> [EXERCISE A] In the news report on Tilray's share rise, how many new medical cannabis strains did the company launch in Germany?
> [EXERCISE B] Reproduce word for word the stretch of the Tilray stock report from "The new offerings, part" through "overall business outlook.".
> [EXERCISE C] Carry on the news report about Tilray's share rise, picking up right after its last sentence.

===== EXERCISE TEXT =====

Cannabis producer Tilray Brands (NASDAQ: TLRY) saw its shares increase by 5.5% during the afternoon session following the launch of three new medical cannabis strains certified under EU-GMP in Germany.
The new offerings, part of the company’s supply brand, aim to enhance access for patients and pharmacies in Europe’s largest medical cannabis market. This move aligns with Tilray’s broader strategy to expand its global influence. The stock’s upward trend may also be bolstered by recent events. For instance, on August 25, Jeffries raised Tilray’s price targets, alluding to possible shifts in U.S. cannabis policy. Plus, on August 27, the company declared it had regained compliance with NASDAQ’s minimum bid standards.
Tilray’s stock has experienced significant volatility, with 66 movements of over 5% in the last year. So, today’s upswing indicates that the market considers this news important, though it doesn’t drastically alter the overall business outlook.

===== MATERIAL PROVIDED =====

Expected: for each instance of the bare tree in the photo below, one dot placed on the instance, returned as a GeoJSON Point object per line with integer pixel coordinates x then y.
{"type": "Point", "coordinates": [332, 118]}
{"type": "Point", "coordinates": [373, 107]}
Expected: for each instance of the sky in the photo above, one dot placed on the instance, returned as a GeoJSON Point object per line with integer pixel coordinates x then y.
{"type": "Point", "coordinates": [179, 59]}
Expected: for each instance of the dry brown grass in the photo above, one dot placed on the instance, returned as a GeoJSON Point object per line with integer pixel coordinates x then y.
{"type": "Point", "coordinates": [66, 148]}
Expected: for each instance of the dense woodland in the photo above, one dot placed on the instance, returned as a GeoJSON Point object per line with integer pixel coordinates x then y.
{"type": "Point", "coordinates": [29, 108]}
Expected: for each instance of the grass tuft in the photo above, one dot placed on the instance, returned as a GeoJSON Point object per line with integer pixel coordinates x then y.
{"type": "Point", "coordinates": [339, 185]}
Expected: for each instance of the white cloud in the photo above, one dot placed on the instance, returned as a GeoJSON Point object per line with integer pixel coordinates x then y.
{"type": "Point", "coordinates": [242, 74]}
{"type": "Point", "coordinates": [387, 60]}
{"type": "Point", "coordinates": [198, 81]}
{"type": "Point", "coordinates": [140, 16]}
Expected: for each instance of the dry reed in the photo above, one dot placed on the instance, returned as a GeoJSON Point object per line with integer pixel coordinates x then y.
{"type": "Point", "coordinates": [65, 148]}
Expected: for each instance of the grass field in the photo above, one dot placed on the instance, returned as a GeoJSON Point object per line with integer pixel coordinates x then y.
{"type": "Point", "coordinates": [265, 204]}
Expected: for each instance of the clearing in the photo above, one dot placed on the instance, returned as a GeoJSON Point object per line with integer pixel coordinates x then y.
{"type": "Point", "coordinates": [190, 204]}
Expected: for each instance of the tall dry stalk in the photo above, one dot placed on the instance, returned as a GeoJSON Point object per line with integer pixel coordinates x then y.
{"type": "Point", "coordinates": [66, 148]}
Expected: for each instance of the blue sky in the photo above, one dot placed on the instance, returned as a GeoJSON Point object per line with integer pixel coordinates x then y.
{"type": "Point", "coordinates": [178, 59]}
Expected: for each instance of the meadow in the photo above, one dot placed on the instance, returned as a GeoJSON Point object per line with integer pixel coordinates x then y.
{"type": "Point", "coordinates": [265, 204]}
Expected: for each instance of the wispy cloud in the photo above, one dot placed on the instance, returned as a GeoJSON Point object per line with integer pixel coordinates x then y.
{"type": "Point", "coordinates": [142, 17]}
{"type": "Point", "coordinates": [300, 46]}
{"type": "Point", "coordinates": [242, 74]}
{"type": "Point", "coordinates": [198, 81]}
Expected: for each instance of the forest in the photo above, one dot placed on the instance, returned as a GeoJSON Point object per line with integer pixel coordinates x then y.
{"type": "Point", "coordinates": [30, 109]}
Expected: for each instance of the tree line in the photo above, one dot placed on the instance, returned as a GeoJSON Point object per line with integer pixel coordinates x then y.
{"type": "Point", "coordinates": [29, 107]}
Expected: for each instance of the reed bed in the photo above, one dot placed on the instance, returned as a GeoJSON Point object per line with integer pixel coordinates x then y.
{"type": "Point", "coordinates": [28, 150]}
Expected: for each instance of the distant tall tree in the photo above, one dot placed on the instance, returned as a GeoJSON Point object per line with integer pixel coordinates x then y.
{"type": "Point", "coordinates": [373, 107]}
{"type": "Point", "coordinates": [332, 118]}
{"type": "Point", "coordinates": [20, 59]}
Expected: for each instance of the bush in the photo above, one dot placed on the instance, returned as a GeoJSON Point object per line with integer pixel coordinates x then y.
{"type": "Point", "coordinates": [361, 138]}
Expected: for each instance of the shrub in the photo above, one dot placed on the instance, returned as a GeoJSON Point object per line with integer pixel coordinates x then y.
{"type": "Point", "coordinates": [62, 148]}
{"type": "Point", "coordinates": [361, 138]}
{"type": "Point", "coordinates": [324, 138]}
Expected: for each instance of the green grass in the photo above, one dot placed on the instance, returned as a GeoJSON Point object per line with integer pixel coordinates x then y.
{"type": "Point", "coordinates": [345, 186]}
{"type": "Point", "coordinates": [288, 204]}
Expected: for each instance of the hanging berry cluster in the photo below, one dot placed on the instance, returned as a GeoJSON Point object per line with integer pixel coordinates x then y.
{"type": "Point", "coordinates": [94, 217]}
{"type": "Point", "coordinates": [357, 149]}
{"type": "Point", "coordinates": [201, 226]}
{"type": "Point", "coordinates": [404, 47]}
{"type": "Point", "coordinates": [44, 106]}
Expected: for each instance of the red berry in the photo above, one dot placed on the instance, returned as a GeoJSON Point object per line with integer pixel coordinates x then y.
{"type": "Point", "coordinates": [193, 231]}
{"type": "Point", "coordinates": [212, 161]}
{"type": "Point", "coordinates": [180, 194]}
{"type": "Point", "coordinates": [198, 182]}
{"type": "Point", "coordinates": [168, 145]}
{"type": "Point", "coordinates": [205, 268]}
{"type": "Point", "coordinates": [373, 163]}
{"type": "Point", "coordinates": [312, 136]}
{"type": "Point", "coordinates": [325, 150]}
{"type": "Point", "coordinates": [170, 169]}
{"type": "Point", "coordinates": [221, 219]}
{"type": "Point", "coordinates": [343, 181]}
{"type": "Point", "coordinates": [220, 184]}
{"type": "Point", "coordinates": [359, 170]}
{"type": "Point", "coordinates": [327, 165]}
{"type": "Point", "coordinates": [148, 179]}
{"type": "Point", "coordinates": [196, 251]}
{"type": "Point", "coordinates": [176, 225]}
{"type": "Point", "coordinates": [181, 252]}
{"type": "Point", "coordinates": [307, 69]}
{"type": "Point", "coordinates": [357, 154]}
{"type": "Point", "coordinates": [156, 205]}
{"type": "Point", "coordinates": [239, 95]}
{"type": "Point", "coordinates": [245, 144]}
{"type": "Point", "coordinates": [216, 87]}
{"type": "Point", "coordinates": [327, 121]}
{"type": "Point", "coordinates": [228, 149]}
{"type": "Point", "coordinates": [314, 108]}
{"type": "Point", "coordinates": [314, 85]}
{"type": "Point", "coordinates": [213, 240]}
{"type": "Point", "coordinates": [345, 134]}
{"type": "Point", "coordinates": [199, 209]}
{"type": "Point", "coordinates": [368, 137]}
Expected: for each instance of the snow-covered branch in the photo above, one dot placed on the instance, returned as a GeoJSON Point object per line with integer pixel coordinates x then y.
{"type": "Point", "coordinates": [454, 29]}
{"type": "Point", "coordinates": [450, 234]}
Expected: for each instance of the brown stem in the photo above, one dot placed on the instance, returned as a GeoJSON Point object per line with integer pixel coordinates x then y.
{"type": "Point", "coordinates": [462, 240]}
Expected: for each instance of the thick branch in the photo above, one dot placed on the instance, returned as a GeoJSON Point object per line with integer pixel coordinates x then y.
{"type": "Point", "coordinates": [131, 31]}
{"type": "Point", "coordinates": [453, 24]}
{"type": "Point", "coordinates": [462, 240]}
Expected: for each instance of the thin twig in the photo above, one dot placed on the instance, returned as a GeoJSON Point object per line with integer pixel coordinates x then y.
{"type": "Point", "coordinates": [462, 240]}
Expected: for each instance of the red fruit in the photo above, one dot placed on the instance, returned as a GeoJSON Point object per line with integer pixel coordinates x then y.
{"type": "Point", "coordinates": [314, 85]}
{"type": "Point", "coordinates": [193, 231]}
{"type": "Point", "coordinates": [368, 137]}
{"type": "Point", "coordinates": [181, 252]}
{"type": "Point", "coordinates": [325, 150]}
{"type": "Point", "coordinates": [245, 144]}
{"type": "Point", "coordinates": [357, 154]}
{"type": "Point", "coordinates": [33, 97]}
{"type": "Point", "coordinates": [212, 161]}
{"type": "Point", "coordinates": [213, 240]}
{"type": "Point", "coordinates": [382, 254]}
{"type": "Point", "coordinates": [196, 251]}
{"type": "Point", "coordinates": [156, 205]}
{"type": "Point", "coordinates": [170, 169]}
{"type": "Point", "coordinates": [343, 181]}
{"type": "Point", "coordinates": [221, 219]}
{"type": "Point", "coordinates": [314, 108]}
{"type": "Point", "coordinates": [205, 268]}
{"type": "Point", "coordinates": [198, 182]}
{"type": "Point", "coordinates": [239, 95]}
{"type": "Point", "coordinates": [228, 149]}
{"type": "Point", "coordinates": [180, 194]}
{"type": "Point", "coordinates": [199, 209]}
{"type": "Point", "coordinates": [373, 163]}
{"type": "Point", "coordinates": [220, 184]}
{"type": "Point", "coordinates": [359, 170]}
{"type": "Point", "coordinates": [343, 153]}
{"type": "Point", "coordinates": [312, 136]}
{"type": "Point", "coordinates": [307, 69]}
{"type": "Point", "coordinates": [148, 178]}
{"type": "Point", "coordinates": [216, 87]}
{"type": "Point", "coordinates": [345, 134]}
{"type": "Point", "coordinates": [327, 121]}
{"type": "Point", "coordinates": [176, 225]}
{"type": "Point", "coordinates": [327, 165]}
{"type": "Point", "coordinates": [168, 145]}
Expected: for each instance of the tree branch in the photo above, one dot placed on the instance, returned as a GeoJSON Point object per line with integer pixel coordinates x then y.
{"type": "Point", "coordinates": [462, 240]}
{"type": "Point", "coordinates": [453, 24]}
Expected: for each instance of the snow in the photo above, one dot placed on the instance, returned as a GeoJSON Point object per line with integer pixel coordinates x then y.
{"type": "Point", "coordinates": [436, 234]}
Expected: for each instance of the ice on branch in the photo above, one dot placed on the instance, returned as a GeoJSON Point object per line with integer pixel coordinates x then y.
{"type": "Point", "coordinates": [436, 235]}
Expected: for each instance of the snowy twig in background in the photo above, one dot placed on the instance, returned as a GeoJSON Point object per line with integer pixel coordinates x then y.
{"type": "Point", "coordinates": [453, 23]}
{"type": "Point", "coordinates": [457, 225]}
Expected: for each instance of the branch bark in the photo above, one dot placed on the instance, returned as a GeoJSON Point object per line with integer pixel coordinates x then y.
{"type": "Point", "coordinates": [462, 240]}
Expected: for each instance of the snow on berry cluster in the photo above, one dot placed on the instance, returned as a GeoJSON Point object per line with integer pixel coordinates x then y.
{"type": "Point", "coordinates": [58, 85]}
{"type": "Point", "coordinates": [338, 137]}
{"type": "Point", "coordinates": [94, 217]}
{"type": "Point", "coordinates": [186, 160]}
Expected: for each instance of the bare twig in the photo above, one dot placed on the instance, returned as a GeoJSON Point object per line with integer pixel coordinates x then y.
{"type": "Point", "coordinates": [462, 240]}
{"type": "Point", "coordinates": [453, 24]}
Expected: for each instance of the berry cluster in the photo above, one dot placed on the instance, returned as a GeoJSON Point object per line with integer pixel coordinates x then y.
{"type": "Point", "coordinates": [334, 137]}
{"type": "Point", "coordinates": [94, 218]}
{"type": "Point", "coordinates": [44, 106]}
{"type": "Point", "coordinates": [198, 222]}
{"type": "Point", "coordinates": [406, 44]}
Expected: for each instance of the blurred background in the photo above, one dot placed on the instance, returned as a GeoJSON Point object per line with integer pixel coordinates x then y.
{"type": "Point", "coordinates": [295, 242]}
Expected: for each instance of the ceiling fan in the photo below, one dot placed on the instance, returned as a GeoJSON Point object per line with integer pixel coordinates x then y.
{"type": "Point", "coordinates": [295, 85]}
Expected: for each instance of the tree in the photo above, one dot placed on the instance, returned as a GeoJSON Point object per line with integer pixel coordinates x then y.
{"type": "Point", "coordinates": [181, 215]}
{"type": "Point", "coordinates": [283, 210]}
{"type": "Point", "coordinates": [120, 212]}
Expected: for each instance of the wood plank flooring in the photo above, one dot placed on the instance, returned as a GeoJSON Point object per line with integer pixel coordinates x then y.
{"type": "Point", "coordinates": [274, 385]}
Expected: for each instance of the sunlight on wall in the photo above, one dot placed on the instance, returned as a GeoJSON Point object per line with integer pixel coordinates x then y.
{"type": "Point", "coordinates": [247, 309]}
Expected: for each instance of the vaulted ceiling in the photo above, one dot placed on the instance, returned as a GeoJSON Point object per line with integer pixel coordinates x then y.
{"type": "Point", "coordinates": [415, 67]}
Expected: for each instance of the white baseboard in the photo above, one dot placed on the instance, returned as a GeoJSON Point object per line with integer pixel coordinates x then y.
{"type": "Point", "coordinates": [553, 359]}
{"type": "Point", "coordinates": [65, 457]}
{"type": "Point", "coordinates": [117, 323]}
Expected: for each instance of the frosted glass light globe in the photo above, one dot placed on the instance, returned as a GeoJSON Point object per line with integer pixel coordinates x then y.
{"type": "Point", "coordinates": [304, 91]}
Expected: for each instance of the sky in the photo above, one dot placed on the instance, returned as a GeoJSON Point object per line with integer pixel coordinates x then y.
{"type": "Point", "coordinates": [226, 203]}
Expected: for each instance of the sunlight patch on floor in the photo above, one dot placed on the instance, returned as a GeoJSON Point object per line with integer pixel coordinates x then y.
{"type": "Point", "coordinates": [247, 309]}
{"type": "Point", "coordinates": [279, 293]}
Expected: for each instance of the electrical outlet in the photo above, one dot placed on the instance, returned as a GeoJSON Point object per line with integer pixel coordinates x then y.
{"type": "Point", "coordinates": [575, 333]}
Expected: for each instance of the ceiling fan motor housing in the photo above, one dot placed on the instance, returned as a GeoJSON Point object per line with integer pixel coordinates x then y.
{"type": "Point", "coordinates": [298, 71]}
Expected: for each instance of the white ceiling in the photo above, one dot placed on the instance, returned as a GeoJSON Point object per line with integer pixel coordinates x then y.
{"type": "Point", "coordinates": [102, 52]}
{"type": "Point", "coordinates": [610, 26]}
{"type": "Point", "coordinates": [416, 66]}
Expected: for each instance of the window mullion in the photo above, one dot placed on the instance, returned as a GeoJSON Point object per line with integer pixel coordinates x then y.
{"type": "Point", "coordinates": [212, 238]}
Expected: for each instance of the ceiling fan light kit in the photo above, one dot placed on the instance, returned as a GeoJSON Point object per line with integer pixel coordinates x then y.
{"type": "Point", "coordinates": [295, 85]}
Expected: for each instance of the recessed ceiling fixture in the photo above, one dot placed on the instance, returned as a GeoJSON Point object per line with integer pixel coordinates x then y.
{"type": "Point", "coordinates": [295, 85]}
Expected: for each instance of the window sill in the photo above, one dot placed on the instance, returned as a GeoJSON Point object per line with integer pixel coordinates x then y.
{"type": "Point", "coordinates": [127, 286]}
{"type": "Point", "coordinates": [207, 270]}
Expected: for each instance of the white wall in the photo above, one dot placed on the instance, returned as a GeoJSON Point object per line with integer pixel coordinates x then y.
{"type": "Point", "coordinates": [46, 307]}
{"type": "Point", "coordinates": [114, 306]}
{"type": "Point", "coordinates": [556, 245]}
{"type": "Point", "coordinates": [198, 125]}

=====

> [EXPECTED ANSWER A] Three.

> [EXPECTED ANSWER B]
The new offerings, part of the company’s supply brand, aim to enhance access for patients and pharmacies in Europe’s largest medical cannabis market. This move aligns with Tilray’s broader strategy to expand its global influence. The stock’s upward trend may also be bolstered by recent events. For instance, on August 25, Jeffries raised Tilray’s price targets, alluding to possible shifts in U.S. cannabis policy. Plus, on August 27, the company declared it had regained compliance with NASDAQ’s minimum bid standards.
Tilray’s stock has experienced significant volatility, with 66 movements of over 5% in the last year. So, today’s upswing indicates that the market considers this news important, though it doesn’t drastically alter the overall business outlook.

> [EXPECTED ANSWER C]
A noteworthy change occurred just a day earlier when the stock dipped by 5.8% after investors took profits following a substantial gain in the previous session. This pullback followed a remarkable 17% rise on Tuesday, fueled by speculation around potential policy changes for cannabis classification. Notably, Jeffries analysts recently adjusted their price target to $2.00. Given the absence of negative news to explain the decline, it seems that traders are simply cashing in on quick profits.
Since the beginning of the year, Tilray has increased by a mere 0.2%, with shares currently priced at $1.46, which is 19.2% below its 52-week high of $1.81 recorded in September 2024.